WORK ITEM —
Which of the lines below include the word "after"? Pull each one out.
Top of RECORDS SUPPLIED
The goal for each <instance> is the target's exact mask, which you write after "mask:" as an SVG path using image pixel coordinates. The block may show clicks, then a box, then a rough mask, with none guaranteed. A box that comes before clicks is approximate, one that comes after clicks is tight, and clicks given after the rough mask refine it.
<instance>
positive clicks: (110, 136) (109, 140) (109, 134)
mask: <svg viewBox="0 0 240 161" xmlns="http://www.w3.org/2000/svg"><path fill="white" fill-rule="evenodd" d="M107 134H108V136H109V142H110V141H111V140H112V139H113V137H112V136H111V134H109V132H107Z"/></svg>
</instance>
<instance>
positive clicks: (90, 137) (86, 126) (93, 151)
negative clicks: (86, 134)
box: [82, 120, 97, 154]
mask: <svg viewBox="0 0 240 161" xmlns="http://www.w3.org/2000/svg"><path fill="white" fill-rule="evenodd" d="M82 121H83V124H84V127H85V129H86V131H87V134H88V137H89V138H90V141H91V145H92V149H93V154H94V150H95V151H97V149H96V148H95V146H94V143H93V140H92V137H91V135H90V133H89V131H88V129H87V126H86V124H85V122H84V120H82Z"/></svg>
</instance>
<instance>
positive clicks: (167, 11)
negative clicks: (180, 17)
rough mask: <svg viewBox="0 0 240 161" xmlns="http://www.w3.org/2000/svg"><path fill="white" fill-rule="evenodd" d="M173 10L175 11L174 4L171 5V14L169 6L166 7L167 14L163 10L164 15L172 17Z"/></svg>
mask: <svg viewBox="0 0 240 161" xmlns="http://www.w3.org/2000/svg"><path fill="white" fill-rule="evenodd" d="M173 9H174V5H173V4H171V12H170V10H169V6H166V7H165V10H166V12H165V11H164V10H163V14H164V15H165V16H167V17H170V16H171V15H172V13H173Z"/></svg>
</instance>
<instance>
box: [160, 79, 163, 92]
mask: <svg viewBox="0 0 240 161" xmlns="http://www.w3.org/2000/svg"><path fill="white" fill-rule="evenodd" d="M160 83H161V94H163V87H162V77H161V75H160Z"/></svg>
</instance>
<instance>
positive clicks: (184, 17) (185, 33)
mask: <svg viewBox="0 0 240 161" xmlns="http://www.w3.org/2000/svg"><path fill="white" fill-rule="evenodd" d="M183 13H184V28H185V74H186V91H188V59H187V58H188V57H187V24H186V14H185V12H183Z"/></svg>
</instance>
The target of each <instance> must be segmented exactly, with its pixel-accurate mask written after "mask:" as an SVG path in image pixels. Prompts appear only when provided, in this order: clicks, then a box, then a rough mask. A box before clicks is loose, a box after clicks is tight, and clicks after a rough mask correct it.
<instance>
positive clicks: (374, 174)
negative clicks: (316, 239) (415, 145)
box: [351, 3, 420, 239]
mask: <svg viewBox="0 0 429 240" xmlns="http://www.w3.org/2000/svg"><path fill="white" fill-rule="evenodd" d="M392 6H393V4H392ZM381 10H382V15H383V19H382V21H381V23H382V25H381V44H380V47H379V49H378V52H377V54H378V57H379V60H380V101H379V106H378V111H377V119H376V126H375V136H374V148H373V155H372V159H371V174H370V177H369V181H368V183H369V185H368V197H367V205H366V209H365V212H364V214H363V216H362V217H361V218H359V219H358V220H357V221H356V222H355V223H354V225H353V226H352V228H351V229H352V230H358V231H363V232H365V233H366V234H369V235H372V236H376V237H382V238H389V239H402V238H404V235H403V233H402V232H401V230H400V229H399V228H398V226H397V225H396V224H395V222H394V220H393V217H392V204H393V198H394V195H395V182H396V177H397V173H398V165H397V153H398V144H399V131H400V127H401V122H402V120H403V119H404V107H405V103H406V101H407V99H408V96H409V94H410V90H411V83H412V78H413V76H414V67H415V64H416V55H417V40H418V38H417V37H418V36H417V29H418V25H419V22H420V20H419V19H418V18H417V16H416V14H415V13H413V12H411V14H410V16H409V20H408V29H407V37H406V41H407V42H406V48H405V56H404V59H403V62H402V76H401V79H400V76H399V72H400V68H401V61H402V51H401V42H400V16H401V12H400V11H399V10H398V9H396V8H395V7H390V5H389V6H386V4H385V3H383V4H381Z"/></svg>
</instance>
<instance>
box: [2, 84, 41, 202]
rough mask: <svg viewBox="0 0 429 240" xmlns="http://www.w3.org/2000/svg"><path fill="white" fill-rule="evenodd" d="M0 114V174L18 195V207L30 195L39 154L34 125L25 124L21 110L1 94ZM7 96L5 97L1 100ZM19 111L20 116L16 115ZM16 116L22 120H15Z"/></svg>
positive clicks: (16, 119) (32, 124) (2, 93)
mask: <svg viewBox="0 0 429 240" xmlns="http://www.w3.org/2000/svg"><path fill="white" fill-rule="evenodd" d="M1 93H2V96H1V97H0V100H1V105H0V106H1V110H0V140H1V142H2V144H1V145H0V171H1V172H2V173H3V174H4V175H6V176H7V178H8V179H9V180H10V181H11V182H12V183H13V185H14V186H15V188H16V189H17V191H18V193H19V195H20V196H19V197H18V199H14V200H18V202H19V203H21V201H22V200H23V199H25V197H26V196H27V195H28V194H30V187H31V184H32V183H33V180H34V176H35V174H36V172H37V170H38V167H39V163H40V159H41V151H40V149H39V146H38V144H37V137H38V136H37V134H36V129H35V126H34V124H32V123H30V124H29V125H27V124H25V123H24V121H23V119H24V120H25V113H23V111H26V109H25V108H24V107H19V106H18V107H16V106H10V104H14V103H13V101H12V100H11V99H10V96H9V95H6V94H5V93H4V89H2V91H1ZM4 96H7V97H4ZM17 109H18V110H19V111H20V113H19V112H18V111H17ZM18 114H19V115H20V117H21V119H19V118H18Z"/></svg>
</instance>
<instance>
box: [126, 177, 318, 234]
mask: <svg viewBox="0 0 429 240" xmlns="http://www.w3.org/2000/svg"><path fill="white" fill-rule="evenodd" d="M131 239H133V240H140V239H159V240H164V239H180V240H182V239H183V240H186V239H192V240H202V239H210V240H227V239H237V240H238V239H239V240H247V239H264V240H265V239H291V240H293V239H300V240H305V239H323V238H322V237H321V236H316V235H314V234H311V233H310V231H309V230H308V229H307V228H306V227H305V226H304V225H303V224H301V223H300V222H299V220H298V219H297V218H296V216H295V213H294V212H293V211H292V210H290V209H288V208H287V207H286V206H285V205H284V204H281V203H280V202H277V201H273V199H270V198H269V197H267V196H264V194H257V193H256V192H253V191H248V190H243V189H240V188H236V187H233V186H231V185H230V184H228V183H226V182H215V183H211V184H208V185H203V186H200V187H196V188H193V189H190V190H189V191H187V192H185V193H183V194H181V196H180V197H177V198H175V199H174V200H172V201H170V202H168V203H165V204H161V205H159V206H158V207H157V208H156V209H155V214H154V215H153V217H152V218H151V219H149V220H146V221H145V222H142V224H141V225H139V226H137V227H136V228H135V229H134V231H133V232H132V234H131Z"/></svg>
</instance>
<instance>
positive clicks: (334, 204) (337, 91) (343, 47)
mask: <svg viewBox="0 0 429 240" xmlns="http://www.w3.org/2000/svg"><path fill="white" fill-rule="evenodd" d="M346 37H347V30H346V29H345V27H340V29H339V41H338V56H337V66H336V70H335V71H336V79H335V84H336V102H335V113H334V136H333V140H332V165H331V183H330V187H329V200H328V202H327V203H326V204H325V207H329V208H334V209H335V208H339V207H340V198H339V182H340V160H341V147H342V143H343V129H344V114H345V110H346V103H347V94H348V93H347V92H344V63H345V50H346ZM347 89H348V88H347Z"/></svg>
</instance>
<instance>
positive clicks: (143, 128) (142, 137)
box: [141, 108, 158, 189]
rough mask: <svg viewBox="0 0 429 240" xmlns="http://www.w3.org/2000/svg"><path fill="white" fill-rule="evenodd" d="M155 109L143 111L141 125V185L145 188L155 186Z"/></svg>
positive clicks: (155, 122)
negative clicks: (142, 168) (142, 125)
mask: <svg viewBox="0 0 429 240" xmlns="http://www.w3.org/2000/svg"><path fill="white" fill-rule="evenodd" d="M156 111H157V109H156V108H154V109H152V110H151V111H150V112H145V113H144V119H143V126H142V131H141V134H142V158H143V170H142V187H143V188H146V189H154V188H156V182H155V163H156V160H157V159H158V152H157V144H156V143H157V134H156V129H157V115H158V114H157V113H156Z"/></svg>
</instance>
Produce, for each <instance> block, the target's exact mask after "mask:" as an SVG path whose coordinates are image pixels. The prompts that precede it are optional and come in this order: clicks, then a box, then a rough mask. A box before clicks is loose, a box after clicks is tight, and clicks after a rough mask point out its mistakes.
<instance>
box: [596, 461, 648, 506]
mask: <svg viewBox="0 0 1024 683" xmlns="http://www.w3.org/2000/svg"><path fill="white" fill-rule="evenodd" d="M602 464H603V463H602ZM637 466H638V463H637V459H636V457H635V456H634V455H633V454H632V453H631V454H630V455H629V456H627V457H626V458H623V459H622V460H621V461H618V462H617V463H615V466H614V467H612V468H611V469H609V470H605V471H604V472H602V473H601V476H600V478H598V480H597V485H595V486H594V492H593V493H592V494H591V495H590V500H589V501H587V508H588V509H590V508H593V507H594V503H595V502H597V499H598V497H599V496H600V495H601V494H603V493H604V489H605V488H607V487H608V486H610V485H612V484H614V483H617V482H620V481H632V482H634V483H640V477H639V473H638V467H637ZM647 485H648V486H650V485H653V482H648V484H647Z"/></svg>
Bottom of RECORDS SUPPLIED
THE ANSWER —
The goal for each <instance> is the target's exact mask, which you write after "mask:" as an SVG path using image pixel coordinates. The block may show clicks, then a box, then a rough mask, with none guaranteed. A box that comes before clicks is approximate, one that comes after clicks is tight, and clicks given after the rough mask refine it.
The target of each <instance> must be segmented exactly, with its pixel-accurate mask written after "mask:" as an SVG path in image pixels. Prompts appear only when provided, in this order: clicks, then a box, then a rough mask. A box before clicks is loose, a box after clicks is tight, and clicks after a rough mask correct it.
Produce, for each <instance> block, the target's exact mask after "mask:" as an SVG path whose coordinates are image pixels. The prompts that precede it are optional and come in this order: clicks, then a box, then a rough mask. A box before clicks is loose, a box after clicks is tight, and clicks after a rough mask point out its mistakes.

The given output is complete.